[Metin]

________________

Esas No: 2021/4200
Karar No: 2022/3779
Karar Tarihi: 26.05.2022
Yargıtay 7. Hukuk Dairesi 2021/4200 Esas 2022/3779 Karar Sayılı İlamı
7. Hukuk Dairesi 2021/4200 E. , 2022/3779 K.Özet:
Davacı vekili, müvekkilinin talebi üzerine davalılar aleyhine ihale ve miras taksim sözleşmesi nedenleriyle tapu iptali ve tescil istemiyle dava açtı. Ancak yapılan yargılama sonucu davanın reddine karar verildi. Karar temyiz edilince, Yargıtay'da dosyadaki evraklar incelendi ve mahkeme kararı usul ve yasaya uygun bulunduğundan temyiz itirazları reddedildi. Ancak karşı oyda, davacının dava açmakta haklı olduğu, tapu idaresi ve mahkemenin esasların incelenmesi gerektiği, adil yargılanma hakkının zedelendiği, TMK 705/2 maddesi gereğince davacının haklı olduğu belirtilerek kararı bozma görüşü ile reddedildi. TMK 705/2 maddesi, taşınmazın mülkiyetinin tescil ilkesi üzerinden iktisap edildiğini belirtirken bazı hallerde tescilden önce iktisap edilebileceğini belirtmektedir. Ancak tasarruf işlemlerinde mülkiyetin tescilden önce iktisap edilemeyeceğini söyler. Ayrıca mahkemece yapılan öneri, yargılama haklarına aykırıdır ve İADE, İEİHB ve CMUK kurallarına aykırıdır.
"İçtihat Metni"
MAHKEMESİ : Turgutlu 2. Asliye Hukuk Mahkemesi
Davacı vekili tarafından, davalılar aleyhine 22/07/2009 gününde verilen dilekçe ile ihale ve miras taksim sözleşmesi nedenleri ile tapu iptali ve tescil istenmesi üzerine yapılan duruşma sonunda; davanın reddine dair verilen 11/10/2011 günlü hükmün Yargıtayca incelenmesi davacı vekili tarafından istenilmekle süresinde olduğu anlaşılan temyiz dilekçesinin kabulüne karar verildikten sonra dosya ve içerisindeki bütün evrak incelenerek gereği düşünüldü:
K A R A R
Yapılan yargılamaya, toplanan delillere ve dosya içeriğine göre, mahkeme kararı ve dayandığı gerekçeler usul ve yasaya uygun bulunduğundan yerinde olmayan temyiz itirazlarının reddiyle hükmün ONANMASINA, aşağıda yazılı onama harcının temyiz edene yükletilmesine, kararın tebliğinden itibaren 15 gün içinde karar düzeltme yolu açık olmak üzere, 26/05/2022 tarihinde oy çokluğu ile karar verildi.

________________

[Koleksiyon kayıtları]

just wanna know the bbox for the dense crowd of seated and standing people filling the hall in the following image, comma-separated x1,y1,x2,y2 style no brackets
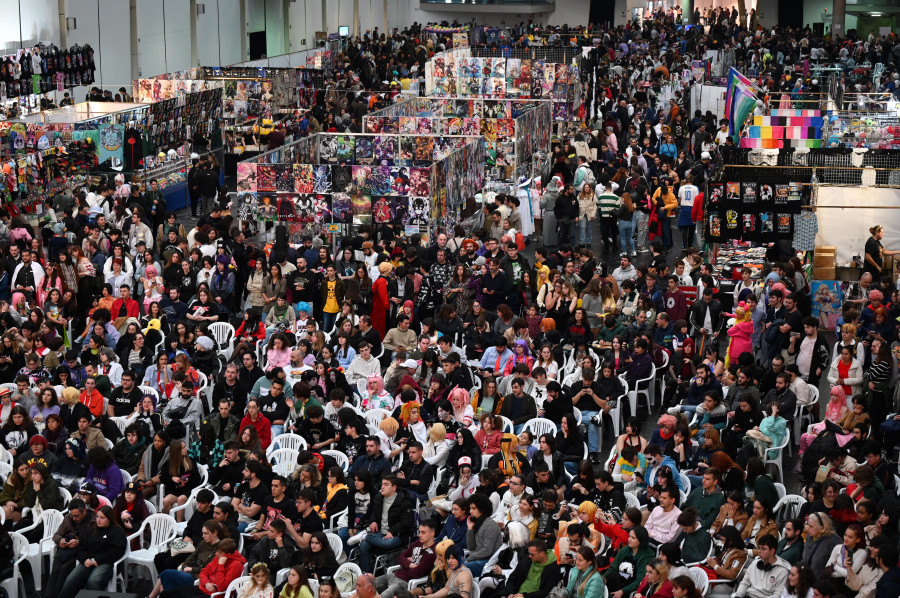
0,5,900,598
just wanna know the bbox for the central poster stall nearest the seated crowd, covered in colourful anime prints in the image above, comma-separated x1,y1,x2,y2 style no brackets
233,133,484,244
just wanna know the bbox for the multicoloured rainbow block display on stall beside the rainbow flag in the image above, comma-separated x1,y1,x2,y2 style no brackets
741,108,825,149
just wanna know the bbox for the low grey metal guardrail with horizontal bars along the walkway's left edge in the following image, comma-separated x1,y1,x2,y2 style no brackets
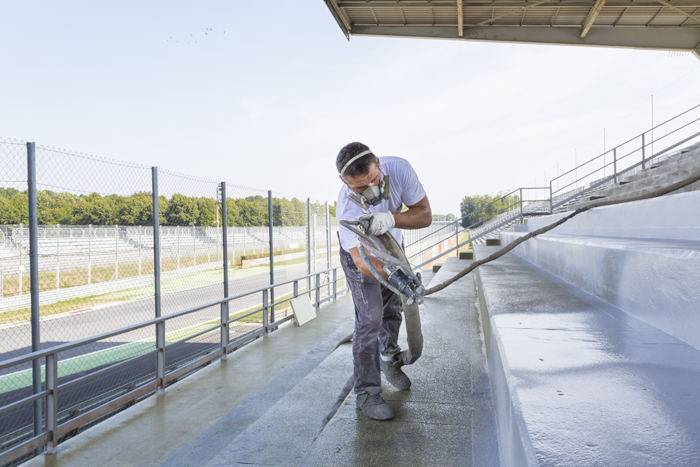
0,267,346,465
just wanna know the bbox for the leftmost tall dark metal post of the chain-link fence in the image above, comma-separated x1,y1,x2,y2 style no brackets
27,143,42,436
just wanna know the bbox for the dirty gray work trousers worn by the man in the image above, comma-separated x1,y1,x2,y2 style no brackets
340,249,402,394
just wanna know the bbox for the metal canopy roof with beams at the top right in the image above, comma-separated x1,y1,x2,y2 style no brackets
325,0,700,58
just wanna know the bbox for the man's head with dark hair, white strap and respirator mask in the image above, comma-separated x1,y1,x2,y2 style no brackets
335,142,381,193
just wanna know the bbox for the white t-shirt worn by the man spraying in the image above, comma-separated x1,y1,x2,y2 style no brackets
336,157,425,251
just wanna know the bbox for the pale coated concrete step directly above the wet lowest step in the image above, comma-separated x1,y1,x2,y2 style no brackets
502,232,700,348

________________

Karar metnine göre temyiz edilen hükmü hangi mahkeme vermiştir?

Turgutlu 2. Asliye Hukuk Mahkemesi.